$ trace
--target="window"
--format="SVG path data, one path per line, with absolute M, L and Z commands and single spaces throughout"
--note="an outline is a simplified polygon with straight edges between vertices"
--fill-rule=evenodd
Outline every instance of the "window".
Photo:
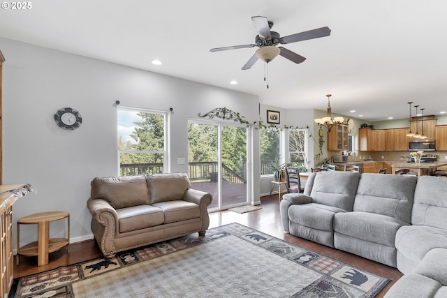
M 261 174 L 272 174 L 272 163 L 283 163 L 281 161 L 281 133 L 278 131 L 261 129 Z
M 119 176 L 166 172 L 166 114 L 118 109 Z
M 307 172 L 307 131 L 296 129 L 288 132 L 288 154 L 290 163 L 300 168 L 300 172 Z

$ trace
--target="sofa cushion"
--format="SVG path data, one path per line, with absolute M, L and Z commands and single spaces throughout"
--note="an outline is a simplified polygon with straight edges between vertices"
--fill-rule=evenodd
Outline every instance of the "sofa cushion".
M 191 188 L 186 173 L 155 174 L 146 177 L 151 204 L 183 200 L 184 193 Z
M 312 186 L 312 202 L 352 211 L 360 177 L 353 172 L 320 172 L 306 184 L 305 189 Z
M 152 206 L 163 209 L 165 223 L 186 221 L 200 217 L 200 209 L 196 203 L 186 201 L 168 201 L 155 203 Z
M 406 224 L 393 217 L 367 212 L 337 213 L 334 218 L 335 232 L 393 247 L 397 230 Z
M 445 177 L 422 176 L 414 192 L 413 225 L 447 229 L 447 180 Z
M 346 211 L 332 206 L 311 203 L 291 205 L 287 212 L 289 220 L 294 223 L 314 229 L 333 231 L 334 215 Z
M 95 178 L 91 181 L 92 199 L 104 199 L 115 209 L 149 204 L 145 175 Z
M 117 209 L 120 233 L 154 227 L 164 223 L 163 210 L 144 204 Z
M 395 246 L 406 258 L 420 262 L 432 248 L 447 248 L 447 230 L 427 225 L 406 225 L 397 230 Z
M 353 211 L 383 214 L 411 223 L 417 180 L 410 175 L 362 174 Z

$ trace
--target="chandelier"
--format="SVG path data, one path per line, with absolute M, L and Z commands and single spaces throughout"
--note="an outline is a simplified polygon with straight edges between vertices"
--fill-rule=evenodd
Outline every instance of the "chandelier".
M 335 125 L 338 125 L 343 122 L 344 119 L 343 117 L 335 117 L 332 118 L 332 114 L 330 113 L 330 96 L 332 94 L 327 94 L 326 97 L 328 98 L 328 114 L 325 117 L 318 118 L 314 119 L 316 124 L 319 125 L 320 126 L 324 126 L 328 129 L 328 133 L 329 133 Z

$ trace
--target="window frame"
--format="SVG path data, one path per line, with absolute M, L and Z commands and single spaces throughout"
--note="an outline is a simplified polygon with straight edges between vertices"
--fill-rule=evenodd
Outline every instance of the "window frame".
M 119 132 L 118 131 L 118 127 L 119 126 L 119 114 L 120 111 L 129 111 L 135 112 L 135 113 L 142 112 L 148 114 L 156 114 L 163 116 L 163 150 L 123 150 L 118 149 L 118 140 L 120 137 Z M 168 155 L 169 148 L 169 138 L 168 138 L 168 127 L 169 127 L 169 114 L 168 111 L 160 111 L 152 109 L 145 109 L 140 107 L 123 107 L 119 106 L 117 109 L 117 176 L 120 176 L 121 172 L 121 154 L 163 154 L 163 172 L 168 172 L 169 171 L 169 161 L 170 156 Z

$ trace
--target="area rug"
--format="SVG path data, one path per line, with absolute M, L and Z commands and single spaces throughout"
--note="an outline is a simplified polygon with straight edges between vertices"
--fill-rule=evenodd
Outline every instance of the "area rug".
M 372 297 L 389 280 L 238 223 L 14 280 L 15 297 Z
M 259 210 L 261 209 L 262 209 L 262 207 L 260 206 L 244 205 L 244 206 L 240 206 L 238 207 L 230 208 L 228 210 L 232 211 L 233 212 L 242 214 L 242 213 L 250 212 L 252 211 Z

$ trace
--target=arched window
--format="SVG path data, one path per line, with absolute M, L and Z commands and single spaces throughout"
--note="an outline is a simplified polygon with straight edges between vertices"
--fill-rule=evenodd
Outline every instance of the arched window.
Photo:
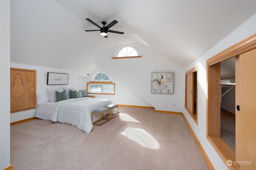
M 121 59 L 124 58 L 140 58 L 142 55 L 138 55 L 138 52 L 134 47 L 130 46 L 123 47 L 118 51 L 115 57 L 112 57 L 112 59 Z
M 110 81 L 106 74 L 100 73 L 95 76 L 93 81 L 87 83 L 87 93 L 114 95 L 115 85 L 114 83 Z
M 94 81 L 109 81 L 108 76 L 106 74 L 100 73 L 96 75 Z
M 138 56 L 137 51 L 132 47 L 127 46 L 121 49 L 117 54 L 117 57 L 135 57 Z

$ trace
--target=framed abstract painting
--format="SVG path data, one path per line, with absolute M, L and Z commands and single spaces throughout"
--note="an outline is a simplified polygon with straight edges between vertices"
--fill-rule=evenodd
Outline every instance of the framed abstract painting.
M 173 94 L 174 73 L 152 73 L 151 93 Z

* * *

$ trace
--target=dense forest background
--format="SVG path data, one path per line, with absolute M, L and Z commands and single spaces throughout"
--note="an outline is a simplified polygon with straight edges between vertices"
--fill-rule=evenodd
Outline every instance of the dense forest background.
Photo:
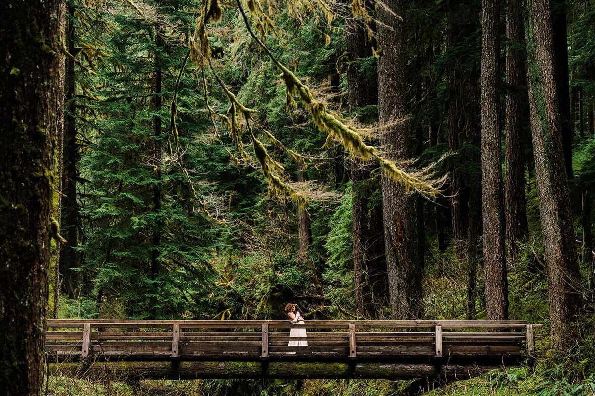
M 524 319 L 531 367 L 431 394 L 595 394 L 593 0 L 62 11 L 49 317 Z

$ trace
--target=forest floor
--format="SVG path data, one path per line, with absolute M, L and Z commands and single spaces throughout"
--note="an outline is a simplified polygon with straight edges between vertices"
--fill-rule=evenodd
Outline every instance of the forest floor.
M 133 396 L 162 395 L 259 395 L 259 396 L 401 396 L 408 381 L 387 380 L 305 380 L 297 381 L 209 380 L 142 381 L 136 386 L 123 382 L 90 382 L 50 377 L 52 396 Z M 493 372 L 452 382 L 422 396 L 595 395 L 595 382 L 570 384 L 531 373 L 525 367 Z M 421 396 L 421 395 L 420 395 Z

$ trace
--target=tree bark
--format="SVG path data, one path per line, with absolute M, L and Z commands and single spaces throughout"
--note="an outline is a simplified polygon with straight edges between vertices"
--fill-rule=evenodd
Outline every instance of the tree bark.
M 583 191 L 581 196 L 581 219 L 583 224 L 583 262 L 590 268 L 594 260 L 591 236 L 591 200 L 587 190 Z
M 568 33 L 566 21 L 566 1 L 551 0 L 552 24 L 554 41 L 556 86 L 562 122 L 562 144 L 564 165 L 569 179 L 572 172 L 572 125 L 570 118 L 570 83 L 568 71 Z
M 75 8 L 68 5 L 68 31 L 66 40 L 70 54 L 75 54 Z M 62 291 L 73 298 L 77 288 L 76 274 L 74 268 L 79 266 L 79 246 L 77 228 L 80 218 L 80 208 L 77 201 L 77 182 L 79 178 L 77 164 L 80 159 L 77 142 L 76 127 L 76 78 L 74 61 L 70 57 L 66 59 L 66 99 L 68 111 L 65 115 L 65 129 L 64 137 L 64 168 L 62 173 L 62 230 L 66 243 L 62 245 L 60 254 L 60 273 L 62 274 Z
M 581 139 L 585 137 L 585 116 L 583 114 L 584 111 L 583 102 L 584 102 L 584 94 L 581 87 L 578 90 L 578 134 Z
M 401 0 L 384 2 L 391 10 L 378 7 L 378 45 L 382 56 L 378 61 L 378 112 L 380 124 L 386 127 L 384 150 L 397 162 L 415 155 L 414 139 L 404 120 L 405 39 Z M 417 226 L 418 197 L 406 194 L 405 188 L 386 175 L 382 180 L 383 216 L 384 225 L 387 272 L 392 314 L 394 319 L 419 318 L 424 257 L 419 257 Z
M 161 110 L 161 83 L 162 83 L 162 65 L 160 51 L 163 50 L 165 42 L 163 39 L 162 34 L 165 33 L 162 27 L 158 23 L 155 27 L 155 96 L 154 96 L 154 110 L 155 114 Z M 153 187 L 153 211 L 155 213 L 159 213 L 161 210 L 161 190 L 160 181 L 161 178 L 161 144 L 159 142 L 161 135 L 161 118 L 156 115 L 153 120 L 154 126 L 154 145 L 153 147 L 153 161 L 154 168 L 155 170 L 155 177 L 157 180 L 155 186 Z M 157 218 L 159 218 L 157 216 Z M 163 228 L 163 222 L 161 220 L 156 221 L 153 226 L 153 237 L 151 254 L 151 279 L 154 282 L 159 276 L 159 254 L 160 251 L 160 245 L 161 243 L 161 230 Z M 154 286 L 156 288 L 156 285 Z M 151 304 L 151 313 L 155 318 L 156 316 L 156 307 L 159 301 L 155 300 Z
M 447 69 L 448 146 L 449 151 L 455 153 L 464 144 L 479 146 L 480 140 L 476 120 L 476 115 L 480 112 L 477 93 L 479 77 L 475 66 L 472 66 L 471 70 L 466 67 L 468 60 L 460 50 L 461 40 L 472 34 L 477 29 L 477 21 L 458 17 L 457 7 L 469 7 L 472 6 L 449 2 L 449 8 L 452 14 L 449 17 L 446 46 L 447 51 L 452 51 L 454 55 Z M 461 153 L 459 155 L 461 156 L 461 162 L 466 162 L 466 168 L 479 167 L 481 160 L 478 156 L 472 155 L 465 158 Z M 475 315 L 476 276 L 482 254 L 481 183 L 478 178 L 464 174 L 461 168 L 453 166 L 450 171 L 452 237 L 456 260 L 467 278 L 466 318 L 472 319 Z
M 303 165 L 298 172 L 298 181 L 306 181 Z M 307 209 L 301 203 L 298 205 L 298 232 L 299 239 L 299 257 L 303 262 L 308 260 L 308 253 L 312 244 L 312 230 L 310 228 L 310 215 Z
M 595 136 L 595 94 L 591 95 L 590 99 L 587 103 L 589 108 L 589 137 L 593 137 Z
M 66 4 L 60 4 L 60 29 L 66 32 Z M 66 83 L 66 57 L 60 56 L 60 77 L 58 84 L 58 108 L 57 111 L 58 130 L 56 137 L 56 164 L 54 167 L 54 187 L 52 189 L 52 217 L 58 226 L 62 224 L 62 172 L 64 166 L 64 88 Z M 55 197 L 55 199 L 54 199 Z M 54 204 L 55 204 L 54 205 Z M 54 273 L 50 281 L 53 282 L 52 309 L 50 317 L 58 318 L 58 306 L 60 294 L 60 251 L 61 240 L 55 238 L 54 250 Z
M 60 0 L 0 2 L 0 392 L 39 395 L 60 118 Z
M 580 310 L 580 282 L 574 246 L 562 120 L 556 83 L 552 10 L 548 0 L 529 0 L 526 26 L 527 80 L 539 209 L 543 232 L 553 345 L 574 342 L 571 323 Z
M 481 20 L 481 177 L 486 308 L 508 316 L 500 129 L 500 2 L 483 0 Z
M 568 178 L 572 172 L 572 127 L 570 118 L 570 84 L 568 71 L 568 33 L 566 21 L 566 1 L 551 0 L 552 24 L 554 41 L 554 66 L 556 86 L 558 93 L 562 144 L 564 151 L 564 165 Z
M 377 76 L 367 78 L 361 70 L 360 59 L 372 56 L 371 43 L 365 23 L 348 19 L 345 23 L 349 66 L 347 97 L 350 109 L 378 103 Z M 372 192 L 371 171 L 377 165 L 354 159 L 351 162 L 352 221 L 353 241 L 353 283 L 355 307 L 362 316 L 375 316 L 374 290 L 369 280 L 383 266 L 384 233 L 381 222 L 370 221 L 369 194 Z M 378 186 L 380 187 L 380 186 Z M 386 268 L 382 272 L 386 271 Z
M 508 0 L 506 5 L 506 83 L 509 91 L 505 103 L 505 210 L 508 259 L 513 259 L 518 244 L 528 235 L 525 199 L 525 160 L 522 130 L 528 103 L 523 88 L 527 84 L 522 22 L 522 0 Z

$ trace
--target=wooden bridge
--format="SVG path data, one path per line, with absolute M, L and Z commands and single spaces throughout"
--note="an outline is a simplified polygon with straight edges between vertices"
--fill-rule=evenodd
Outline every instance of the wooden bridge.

...

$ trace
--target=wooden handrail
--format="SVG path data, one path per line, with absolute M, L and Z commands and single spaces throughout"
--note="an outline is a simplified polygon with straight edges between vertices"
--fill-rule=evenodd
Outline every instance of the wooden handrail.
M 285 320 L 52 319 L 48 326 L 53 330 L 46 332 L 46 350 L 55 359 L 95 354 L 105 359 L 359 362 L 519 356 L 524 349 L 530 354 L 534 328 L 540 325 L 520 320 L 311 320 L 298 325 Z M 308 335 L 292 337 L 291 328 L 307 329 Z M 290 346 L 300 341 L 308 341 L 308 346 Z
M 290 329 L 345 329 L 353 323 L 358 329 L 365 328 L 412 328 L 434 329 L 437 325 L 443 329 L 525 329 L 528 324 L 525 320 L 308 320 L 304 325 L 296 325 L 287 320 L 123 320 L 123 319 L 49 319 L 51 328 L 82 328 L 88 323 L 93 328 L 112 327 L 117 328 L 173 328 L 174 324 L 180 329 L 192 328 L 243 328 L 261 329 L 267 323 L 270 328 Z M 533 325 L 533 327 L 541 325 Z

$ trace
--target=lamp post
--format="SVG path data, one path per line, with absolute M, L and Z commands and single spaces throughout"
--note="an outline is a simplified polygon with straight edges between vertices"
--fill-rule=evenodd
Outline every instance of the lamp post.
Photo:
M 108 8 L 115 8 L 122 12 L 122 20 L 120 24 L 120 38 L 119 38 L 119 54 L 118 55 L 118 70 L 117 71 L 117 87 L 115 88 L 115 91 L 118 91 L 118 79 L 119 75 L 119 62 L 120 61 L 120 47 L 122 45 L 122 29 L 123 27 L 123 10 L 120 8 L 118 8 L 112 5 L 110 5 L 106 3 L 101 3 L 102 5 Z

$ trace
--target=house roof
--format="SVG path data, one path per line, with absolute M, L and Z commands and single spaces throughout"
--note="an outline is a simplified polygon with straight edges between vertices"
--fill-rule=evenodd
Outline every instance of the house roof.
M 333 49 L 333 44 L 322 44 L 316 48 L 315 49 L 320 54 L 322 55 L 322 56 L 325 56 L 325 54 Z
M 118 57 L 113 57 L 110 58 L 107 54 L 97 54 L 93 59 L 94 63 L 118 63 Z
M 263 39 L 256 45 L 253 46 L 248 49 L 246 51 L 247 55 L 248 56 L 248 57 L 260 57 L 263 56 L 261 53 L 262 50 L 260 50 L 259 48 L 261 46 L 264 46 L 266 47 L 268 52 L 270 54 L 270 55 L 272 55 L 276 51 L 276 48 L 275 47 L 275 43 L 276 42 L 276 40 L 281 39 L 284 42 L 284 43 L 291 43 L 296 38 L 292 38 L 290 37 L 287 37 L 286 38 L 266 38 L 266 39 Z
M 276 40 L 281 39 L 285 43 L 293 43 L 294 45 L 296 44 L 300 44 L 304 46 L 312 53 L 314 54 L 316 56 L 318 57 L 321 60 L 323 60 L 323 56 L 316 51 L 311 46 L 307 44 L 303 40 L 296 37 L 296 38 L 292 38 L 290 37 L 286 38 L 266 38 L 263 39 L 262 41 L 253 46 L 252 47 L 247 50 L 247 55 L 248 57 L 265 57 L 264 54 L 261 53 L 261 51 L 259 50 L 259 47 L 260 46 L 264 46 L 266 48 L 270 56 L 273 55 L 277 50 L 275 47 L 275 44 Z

* TO DO *
Please extract each line from the items above that contains the string "forest".

* COMPLETE RESPONSE *
--target=dense forest background
Outline every instance of the dense forest background.
--target=forest floor
Outline every instance of the forest floor.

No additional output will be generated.